» PROBLEM TO SOLVE: Continue the news article on Punta Gorda's indoor mask rule below, beginning after its final sentence.

PAGE EXCERPT Block Start

Indoor mask rule going away in Punta Gorda

Punta Gorda Mayor Lynne Matthews announces that the city’s indoor face covering rule, established at the beginning of the pandemic, will be coming to an end later this month.

PUNTA GORDA — Punta Gorda’s rule requiring indoor face coverings is officially over at the end of the month.

At Wednesday’s City Council meeting, Mayor Lynne Matthews said that since none of the council members requested extending the temporary law, they would let it “sunset without further ado.”

“It served its purpose,” Matthews said. “Everyone that wanted it was very happy that we did it.

“Now is the time to start moving forward and since a lot of people have been vaccinated, we feel that it is the time to let the ordinance go.”

Established in June, the city’s mask mandate has been the subject of controversy throughout the coronavirus pandemic for both supporters and opponents, even inciting protest at City Council meetings and hundreds of emailed comments from residents.

Punta Gorda resident Kenley George has opposed the mandate since it was first enacted.

“It’s been a long time and it’s time for it to end,” George told The Daily Sun. “Other cities and counties — like Collier County — have let theirs expire; it’s time (for Punta Gorda) to follow suit.”

Similar mask mandates in Naples and Collier County both expired April 13.

PAGE EXCERPT Block End
PROVIDED DATA Block Start

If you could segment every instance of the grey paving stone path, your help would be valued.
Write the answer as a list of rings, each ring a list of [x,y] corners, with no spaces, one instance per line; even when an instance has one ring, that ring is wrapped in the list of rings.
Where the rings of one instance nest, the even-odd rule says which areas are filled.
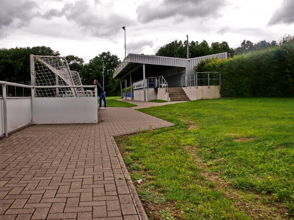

PROVIDED DATA Block End

» EXERCISE RESPONSE:
A handful of Punta Gorda residents also wrote in to Wednesday’s meeting, both for and against a possible extension.

“The city of Punta Gorda has become the laughing stock of Southwest Florida and rightfully so,” wrote Maria Brasileiro. “You are the last holdouts to have an unenforceable mask bandage mandate. You’re dividing our community and costing business revenue.”

In September, Gov. Ron DeSantis declared that local officials could no longer impose fines on residents found to be in conflict of such mandates.

In November 2020, the City Council voted to extend the mandate through April 30 despite losing the ability to enforce it.

Bob Felkins also wrote into Wednesday’s meeting against the extension, simply stating, “We feel the mask mandate should be eliminated.”

Heather Graham petitioned for another extension on the mask rule for the sake of the community’s children.

“Vaccines are not available to children under 16,” Graham wrote. “It is important (we) continue to stay the course and protect all of Punta Gorda’s population.”

Sue Krasny, of the Sea Grape Gallery in Punta Gorda, wanted the city to extend the mandate through the end of the summer.

“Many of our recent customers (at the gallery) have been travelers from other states,” Krasny wrote. “This influx of tourists reinforces the city’s need to continue our mask mandate.

“The mandate also provides support to our local businesses to continue mask mandates.”

Matthews did say that businesses can still enforce a mask rule inside their establishments even though the ordinance is expiring.

“I know that we will still be enforcing it in the City Council Chambers, in City Hall and on this campus,” Matthews said, “and we will still be doing social distancing practices, as well.”